>> Begin Source data

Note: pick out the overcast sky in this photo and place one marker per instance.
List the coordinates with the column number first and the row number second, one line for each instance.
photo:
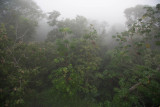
column 102, row 10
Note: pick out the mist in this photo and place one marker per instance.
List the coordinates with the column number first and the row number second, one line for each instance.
column 79, row 53
column 111, row 11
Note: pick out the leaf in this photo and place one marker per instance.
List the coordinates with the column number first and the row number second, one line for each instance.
column 147, row 45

>> End Source data

● Short exercise:
Transcribe the entire listing above verbatim, leaving out the pictures.

● Answer to this problem:
Note: pick out the overcast sky in this photo and place one marker per instance.
List the coordinates with the column number first and the row number second, one line for each instance.
photo:
column 102, row 10
Note: pick out the mist in this photo and place one marker per instance.
List the coordinates with the column number first and the row number second, one line for each instance.
column 79, row 53
column 111, row 11
Note: pick out the leaf in this photo and place one marker per instance.
List the coordinates with the column number first and the row number second, one line for each instance.
column 147, row 45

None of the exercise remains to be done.